Document segment -
>>>>

Gibson was the obvious stalwart in what is viewed as one of the best pitching seasons of all time. Across 304 2/3 innings, Gibson produced a 1.12 ERA that is the lowest single-season ERA (min. 200 IP) in the Live Ball era. McLain wasn't so bad himself, posting a 1.96 ERA (154 ERA+) across 336 innings. McLain was the most recent pitcher to win 30 games in a season and, barring some unforeseen changes in baseball, will be the last to ever do so. Both pitchers took home Cy Young and MVP awards in their respective leagues, the last time that pitchers from both leagues won those awards in the same season.

As if that wasn't enough, both pitchers also faced off in that year's World Series. In three starts, Gibson went 2-1 with a 1.67 ERA in 27 innings, including his famous 17-strikeout performance in Game 1 for the Cardinals. McLain lost his first two starts against Gibson but won his Game 6 start in a complete-game performance (one run allowed). In the decisive Game 7, Gibson allowed four runs in his only loss of the series that ultimately went to the Tigers.

1965: Willie Mays (SF) and Sandy Koufax (LAD)
Mays: 52 HR and 10.7 WAR
Koufax: 2.04 ERA and 382 strikeouts

Eight years after their two historic franchises relocated from New York to California, Mays and Koufax were at the height of their powers in what would be career-best seasons for two all-time greats.

At 34 years old and 14 years into his Giants career, Mays had fully transitioned from a power/speed threat into one of the game's premier sluggers. And 1965 was the most prodigious season in what was one of the best careers in baseball history. Mays set career-highs in home runs (52), wRC+ (186) and WAR (10.7), taking home his second and final NL MVP Award. Mays was the leading force for a loaded Giants team in the 60s that featured Hall of Famers like , and .

Koufax's 1965 season was the crowning jewel in what was one of the best peaks for any pitcher in baseball history. From 1963-66, the Hall of Fame lefty had unfathomable numbers -- a 1.86 ERA, 97 wins and 1,228 strikeouts in 1,192 2/3 innings. In '65, Koufax posted a 2.04 ERA across 335 2/3 innings with 382 strikeouts, the second-most strikeouts of any season in the Live Ball era behind only Ryan's 383-strikeout season in '73. His season also included a perfect game and two shutouts in the World Series, including the decisive Game 7 that gave the Dodgers their third World Series since moving to LA.

1941: Joe DiMaggio (NYY) and Ted Williams (BOS)

<<<<

Parts of the exercise -
1. According to the baseball passage, what makes 1965 stand out within Willie Mays's career? Answer in one to three sentences.
2. Duplicate the part of the baseball passage starting with "Koufax's 1965 season" and going on through "Ted Williams (BOS)".
The listing after this point has no role in this exercise.

Records from a collection

>>>>

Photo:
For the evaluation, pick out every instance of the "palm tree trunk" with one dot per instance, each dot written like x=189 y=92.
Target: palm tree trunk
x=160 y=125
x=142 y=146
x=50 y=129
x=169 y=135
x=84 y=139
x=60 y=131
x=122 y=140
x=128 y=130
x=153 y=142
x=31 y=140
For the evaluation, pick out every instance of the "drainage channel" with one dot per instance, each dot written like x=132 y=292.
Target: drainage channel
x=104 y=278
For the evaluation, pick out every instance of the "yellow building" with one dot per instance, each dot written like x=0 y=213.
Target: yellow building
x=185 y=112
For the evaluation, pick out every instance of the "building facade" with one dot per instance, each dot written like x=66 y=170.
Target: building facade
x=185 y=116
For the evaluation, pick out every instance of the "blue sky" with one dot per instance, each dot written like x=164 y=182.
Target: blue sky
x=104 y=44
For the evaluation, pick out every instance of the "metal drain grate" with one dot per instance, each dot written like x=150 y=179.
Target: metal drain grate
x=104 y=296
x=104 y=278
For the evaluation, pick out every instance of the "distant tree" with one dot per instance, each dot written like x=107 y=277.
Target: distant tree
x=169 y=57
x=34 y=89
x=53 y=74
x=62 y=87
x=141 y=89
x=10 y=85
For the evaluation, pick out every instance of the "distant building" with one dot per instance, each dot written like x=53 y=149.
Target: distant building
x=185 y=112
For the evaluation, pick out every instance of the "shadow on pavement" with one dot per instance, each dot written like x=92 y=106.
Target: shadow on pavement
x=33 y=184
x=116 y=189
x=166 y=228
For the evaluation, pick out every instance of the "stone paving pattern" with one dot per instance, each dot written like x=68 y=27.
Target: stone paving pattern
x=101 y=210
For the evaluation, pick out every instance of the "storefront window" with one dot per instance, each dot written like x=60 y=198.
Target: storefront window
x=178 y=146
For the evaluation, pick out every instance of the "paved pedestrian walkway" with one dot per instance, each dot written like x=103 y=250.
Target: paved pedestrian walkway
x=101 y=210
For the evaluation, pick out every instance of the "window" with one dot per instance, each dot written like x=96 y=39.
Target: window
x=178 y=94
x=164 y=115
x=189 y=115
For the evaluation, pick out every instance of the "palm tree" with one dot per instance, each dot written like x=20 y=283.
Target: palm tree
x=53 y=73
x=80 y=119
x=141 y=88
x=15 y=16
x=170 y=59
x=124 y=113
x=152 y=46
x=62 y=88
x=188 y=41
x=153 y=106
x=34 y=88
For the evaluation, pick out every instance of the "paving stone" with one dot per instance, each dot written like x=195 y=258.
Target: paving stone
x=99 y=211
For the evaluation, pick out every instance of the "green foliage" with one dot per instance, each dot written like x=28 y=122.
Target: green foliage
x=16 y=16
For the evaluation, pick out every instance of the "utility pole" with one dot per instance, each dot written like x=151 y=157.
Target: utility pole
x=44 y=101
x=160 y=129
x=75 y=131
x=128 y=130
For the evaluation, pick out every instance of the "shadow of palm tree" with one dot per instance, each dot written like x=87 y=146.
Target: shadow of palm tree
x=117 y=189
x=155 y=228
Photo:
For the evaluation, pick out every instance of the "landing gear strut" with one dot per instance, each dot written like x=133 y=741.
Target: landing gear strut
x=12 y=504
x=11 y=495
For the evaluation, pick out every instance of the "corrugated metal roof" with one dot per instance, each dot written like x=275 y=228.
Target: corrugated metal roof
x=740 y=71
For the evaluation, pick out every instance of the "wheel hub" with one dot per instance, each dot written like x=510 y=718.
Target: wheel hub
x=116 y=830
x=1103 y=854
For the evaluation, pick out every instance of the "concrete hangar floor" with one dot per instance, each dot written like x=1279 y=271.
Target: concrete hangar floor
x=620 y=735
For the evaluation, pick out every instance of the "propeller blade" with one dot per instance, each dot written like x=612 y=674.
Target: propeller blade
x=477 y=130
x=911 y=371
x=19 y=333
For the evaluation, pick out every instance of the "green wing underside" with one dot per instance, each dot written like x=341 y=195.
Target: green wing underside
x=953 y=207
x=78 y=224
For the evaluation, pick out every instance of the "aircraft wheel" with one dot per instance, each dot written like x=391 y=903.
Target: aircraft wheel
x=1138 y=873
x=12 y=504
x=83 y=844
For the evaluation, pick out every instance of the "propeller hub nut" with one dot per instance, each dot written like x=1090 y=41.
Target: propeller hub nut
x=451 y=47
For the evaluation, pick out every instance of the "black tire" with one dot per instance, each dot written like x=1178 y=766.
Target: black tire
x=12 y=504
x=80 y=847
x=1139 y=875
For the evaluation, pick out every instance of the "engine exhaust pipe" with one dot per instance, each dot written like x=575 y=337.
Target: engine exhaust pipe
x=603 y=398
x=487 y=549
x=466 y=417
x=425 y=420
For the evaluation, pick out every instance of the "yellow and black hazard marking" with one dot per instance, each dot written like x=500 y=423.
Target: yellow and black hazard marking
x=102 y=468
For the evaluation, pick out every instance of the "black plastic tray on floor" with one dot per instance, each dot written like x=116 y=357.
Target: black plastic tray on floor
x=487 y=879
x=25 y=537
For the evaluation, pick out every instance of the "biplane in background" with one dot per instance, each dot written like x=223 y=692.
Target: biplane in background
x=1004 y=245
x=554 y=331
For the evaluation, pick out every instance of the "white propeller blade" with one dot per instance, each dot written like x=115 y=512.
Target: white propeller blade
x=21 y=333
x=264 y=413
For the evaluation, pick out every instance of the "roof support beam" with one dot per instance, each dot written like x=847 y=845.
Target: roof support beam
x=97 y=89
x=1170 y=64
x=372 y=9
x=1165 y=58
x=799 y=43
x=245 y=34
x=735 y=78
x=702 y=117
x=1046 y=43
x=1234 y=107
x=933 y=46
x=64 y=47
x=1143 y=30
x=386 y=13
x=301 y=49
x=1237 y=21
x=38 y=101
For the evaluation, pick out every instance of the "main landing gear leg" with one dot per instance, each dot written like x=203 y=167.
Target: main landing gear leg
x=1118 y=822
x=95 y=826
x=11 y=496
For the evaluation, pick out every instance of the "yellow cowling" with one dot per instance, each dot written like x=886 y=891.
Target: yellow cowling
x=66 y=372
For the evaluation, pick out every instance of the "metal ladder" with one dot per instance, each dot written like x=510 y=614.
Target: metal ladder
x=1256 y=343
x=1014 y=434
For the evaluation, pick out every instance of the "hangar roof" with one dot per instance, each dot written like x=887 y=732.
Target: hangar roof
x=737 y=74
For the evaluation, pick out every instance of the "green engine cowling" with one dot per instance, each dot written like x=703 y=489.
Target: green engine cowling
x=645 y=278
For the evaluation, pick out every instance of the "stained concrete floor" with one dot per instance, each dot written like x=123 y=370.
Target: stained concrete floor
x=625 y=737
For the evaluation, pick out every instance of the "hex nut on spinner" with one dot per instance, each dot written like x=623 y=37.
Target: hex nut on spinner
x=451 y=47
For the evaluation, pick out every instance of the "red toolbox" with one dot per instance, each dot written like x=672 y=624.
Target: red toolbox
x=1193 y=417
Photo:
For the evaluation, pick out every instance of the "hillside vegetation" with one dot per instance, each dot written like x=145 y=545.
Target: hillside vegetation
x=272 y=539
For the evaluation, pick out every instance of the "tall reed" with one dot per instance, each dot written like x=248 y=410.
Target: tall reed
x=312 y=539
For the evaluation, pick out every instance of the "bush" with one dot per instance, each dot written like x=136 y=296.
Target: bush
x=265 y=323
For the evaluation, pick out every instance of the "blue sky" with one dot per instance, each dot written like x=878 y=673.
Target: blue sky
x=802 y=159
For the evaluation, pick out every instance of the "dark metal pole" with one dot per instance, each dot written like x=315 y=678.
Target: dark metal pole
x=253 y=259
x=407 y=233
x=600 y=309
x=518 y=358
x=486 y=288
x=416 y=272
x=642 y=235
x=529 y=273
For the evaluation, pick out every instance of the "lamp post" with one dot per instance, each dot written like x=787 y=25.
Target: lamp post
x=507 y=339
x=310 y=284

<<<<

Solutions -
1. In 1965 Mays set career highs in home runs (52), wRC+ (186) and WAR (10.7). That made it the most prodigious season of his career, and he won his second and final NL MVP Award that year.

2.
Koufax's 1965 season was the crowning jewel in what was one of the best peaks for any pitcher in baseball history. From 1963-66, the Hall of Fame lefty had unfathomable numbers -- a 1.86 ERA, 97 wins and 1,228 strikeouts in 1,192 2/3 innings. In '65, Koufax posted a 2.04 ERA across 335 2/3 innings with 382 strikeouts, the second-most strikeouts of any season in the Live Ball era behind only Ryan's 383-strikeout season in '73. His season also included a perfect game and two shutouts in the World Series, including the decisive Game 7 that gave the Dodgers their third World Series since moving to LA.

1941: Joe DiMaggio (NYY) and Ted Williams (BOS)